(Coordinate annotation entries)
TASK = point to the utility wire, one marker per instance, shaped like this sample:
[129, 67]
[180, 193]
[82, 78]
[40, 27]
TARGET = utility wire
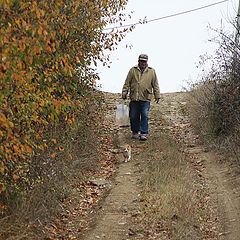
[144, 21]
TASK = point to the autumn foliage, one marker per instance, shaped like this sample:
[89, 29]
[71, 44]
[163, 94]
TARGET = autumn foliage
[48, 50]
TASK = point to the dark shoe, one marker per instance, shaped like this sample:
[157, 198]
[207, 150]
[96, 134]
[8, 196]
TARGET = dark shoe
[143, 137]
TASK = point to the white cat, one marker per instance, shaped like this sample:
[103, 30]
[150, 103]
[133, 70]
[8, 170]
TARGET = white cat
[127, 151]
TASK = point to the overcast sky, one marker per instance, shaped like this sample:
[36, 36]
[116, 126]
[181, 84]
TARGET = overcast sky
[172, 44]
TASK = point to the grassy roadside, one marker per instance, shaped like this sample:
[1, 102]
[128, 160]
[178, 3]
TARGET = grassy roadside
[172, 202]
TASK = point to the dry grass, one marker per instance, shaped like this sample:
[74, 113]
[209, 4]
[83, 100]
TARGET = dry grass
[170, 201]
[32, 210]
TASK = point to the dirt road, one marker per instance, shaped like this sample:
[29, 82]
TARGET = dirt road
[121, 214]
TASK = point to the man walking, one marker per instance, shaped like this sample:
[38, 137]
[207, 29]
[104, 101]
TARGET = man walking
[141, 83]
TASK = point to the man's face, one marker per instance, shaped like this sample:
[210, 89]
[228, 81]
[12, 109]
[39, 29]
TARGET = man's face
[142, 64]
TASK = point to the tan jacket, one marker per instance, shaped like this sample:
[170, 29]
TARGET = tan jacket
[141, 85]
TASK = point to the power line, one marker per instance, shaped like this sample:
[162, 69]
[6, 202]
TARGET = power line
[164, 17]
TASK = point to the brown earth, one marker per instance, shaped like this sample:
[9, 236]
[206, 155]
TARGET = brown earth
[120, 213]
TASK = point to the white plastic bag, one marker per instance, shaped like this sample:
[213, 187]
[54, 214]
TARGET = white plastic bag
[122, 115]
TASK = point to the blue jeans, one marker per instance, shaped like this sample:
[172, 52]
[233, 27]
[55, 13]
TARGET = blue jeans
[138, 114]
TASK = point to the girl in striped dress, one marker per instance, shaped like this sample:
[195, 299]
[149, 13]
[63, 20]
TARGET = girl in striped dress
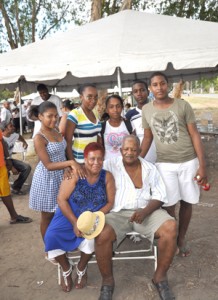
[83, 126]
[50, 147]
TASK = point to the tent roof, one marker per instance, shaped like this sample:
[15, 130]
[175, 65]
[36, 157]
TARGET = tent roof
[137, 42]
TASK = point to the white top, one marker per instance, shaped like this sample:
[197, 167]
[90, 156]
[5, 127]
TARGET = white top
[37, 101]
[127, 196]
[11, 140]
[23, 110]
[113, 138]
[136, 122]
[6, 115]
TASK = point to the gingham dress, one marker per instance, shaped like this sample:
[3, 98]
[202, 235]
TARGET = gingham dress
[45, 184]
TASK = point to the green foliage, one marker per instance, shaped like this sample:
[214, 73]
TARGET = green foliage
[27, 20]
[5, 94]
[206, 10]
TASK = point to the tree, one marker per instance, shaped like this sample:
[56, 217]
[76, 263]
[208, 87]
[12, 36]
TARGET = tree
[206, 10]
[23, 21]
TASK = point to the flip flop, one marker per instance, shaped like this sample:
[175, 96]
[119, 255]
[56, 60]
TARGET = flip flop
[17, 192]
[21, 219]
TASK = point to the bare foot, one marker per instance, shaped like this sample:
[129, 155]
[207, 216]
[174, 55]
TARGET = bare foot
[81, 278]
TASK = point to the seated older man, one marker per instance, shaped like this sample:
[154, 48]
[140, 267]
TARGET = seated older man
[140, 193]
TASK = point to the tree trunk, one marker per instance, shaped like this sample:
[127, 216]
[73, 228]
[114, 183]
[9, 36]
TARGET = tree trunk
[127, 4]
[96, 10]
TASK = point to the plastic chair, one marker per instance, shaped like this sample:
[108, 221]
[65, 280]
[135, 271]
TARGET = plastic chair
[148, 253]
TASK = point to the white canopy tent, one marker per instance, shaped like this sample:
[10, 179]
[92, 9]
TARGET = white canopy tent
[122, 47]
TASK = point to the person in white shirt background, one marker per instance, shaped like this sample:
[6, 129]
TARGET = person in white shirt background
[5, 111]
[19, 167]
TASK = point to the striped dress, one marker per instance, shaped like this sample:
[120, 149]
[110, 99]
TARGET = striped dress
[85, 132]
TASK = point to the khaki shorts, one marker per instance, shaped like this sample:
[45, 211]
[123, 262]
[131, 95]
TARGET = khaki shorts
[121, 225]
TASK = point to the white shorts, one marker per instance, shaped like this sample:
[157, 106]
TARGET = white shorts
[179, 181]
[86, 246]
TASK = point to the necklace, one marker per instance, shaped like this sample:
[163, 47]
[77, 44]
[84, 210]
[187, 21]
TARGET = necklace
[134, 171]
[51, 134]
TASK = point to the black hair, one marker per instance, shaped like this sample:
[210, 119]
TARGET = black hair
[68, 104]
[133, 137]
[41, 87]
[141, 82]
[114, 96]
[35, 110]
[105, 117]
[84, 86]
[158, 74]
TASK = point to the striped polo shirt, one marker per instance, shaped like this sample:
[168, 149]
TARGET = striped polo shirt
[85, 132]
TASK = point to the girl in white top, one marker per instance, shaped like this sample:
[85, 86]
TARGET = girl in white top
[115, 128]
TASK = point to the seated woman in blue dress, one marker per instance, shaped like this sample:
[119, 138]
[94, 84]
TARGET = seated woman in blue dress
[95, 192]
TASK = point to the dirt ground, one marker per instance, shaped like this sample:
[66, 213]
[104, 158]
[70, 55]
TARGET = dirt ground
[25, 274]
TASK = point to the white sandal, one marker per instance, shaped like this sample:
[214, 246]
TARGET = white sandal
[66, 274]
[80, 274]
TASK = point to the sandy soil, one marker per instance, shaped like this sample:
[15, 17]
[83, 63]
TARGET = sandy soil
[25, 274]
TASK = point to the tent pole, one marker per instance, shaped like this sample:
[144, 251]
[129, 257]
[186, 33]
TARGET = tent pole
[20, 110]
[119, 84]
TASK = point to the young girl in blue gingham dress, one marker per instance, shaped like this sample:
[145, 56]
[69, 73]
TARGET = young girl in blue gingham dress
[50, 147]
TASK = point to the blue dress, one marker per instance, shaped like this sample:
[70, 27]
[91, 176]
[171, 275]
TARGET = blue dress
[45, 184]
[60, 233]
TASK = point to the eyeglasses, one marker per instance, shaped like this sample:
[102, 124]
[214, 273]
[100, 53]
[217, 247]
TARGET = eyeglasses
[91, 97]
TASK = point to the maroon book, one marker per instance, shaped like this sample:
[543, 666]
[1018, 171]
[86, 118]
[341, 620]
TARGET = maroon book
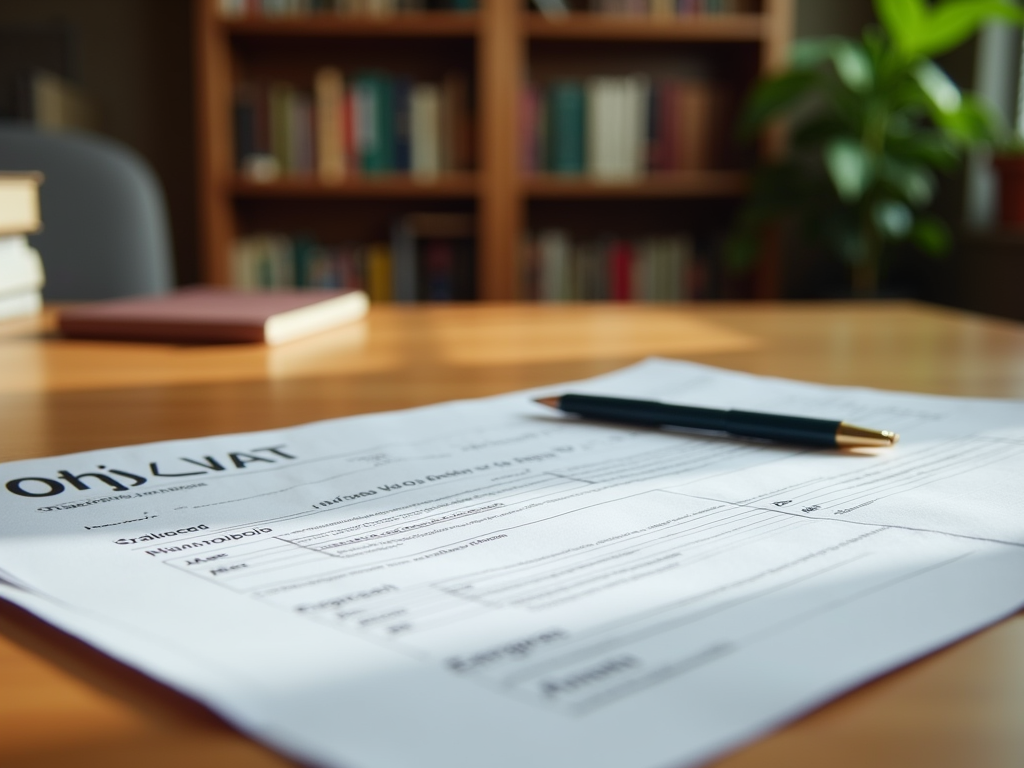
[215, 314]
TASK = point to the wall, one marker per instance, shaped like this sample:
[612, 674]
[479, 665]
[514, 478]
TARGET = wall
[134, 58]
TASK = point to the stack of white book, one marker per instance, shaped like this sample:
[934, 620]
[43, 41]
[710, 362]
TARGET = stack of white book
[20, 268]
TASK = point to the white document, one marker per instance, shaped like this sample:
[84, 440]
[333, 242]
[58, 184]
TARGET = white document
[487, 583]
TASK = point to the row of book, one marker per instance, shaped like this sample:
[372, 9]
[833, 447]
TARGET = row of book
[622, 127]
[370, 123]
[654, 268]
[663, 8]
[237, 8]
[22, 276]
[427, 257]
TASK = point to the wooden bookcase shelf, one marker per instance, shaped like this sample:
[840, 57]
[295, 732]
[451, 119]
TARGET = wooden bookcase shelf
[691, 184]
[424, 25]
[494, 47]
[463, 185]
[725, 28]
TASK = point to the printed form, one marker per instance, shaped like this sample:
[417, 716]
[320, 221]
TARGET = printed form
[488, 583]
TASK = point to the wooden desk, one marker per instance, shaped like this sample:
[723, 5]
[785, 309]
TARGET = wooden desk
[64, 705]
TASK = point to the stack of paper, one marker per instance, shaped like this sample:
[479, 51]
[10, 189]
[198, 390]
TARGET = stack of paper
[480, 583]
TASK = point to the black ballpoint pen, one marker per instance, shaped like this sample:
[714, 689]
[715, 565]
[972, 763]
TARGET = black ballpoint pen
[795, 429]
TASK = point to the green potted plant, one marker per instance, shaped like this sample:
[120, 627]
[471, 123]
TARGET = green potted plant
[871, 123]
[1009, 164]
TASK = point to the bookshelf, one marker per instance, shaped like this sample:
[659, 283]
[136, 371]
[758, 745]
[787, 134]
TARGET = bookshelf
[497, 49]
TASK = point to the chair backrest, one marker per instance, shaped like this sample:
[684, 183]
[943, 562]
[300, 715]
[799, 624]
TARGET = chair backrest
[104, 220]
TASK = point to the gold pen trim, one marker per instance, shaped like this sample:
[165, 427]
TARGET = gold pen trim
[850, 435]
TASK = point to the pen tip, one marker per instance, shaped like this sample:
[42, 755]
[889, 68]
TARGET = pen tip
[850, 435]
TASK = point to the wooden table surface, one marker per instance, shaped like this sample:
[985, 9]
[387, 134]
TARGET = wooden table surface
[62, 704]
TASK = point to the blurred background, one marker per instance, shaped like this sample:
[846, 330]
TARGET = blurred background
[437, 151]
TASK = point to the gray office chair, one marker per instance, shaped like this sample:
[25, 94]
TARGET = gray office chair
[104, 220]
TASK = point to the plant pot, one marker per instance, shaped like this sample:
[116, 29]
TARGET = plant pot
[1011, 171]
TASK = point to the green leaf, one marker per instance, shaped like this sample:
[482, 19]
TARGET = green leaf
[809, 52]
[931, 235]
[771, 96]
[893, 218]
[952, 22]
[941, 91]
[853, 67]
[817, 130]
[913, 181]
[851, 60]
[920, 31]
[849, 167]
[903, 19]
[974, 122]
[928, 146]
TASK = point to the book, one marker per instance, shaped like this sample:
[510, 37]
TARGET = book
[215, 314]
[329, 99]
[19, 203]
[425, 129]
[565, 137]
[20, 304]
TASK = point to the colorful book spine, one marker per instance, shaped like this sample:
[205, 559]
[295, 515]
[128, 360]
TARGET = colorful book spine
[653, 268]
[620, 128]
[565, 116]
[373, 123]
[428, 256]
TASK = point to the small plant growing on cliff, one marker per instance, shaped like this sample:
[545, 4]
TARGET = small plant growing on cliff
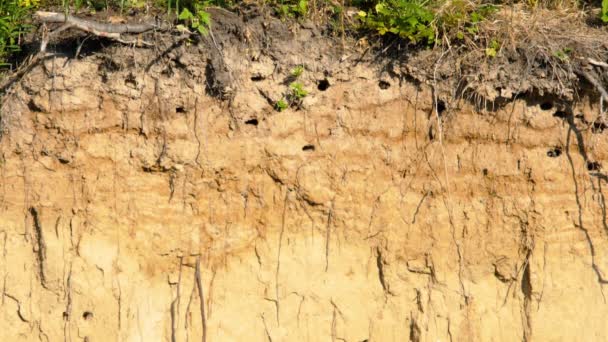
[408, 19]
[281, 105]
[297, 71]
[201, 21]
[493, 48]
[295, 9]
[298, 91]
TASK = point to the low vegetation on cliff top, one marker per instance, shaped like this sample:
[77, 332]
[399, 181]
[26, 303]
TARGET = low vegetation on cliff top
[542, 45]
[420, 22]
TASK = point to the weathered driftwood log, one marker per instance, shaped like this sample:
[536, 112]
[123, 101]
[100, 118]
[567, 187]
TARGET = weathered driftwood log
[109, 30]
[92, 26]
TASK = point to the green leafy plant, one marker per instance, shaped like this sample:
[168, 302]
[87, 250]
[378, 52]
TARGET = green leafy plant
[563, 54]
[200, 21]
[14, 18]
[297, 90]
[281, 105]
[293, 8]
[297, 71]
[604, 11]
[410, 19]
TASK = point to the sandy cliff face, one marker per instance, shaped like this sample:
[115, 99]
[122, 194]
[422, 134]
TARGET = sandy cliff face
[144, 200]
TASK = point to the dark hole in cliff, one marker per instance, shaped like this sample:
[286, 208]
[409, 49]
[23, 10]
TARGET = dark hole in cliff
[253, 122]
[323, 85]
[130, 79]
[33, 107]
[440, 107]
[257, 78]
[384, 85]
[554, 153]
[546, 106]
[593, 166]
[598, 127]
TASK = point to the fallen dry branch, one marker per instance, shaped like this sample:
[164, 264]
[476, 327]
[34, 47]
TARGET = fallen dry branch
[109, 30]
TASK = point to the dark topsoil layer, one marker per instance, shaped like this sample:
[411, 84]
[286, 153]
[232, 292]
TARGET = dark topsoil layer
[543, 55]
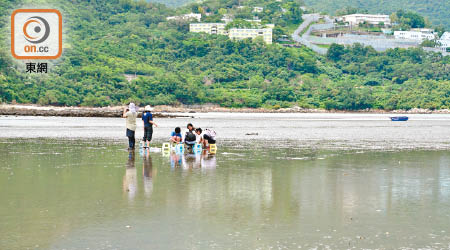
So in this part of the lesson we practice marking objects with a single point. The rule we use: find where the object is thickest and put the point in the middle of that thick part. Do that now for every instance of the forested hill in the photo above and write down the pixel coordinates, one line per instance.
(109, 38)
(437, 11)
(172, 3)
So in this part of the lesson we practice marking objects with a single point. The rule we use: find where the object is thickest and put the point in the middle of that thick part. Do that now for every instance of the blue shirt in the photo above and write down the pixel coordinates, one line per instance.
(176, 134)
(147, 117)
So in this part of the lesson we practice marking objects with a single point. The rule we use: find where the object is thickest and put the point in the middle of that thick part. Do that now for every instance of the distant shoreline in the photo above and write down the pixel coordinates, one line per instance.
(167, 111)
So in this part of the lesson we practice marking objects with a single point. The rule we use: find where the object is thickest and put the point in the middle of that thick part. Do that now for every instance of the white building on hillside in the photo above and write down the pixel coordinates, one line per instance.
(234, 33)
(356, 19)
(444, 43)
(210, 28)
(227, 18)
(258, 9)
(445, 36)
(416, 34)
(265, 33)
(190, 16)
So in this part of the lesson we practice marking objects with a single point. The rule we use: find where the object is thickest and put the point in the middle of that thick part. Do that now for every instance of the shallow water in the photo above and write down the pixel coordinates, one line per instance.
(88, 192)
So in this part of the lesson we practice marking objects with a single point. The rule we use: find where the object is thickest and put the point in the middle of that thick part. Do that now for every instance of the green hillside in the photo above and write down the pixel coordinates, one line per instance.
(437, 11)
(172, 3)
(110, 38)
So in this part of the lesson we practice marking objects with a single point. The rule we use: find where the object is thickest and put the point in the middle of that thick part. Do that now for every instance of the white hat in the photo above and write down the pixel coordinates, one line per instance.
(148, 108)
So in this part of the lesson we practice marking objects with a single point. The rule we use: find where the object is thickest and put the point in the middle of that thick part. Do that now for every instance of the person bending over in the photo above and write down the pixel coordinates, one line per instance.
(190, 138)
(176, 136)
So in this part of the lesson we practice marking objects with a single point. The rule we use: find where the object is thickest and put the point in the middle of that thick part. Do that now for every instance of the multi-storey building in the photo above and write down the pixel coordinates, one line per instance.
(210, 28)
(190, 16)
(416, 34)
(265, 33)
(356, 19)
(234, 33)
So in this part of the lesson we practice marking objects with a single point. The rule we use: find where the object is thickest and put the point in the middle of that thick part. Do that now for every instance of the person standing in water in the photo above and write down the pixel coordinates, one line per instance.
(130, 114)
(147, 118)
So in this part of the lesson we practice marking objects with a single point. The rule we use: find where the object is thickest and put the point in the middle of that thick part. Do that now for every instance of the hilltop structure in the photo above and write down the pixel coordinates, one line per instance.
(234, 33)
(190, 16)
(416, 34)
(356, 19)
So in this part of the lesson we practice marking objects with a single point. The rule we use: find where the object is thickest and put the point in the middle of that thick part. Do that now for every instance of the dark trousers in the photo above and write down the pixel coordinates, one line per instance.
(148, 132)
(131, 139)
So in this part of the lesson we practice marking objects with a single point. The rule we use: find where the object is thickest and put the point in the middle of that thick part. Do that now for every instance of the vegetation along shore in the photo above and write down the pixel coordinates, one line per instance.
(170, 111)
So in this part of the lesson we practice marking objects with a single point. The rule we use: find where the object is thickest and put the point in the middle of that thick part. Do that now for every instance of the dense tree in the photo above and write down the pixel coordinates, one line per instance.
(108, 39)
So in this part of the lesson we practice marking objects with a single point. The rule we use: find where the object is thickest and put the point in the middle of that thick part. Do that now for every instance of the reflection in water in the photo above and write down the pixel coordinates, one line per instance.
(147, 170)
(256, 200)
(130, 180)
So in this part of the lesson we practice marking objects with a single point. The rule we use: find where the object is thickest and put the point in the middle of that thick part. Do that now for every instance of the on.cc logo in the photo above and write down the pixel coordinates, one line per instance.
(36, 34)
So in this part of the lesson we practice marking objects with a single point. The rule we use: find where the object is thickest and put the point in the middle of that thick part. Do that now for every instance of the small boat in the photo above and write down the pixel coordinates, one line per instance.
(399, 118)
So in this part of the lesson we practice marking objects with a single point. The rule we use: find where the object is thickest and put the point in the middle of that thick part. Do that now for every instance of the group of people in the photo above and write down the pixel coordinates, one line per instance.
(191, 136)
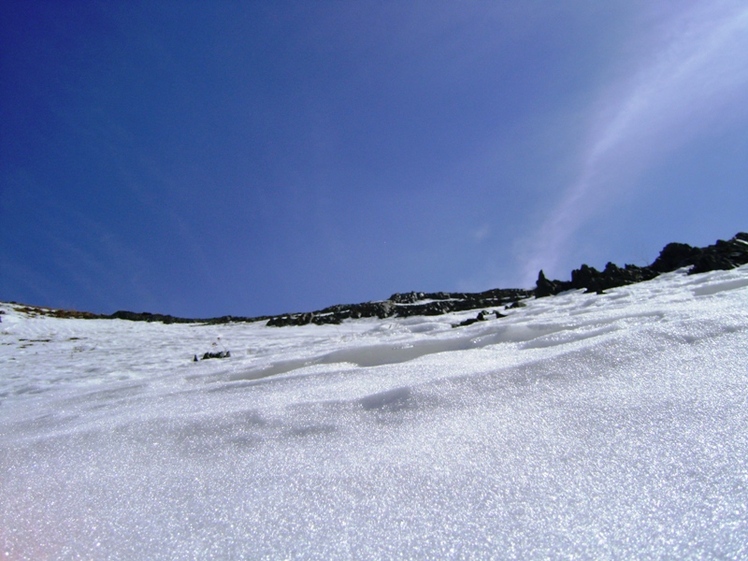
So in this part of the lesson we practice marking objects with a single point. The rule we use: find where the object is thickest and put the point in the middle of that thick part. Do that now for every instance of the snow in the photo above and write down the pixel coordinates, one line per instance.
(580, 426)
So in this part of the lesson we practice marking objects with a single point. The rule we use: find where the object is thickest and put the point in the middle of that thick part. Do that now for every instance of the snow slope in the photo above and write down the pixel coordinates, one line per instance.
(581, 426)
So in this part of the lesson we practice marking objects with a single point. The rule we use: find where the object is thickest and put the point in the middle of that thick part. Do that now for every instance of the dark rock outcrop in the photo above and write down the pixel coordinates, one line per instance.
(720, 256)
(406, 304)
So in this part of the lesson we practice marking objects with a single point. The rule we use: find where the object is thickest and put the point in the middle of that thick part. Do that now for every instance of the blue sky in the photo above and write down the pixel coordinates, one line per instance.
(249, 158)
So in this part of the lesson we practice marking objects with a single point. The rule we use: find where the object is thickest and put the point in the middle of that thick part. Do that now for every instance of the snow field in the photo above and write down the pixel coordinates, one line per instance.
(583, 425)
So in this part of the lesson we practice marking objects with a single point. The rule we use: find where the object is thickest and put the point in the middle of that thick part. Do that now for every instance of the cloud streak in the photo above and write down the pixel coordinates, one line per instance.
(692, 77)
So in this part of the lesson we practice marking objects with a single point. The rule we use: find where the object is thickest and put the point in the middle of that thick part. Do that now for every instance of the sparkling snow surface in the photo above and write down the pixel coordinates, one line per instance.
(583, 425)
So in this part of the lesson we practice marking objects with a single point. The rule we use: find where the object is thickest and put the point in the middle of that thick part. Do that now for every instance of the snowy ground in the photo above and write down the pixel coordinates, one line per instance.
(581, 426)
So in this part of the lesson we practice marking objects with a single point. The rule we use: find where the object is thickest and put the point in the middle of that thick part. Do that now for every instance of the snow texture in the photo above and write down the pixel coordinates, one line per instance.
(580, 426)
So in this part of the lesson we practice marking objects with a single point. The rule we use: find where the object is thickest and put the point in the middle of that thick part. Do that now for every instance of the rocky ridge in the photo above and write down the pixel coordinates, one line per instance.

● **Task**
Locate each line in the rows above that contains the string "building" and copy those lines out in full.

● **Worked answer**
So in this part of the lesson we practice marking objects with a single point. The rule we use: find where the object is thickest and put the point in the middle of that thick part. Do that now for every instance of the white building on hillside in the photo above and write down the pixel coordinates, one line per instance.
So in this part of the lesson we practice marking objects with a single point. The rule we use: find where the object is thickest and put the point in the middle of that thick part. Do that now for every instance of the multi-storey building in the photo above and write down the pixel coordinates, one line per instance.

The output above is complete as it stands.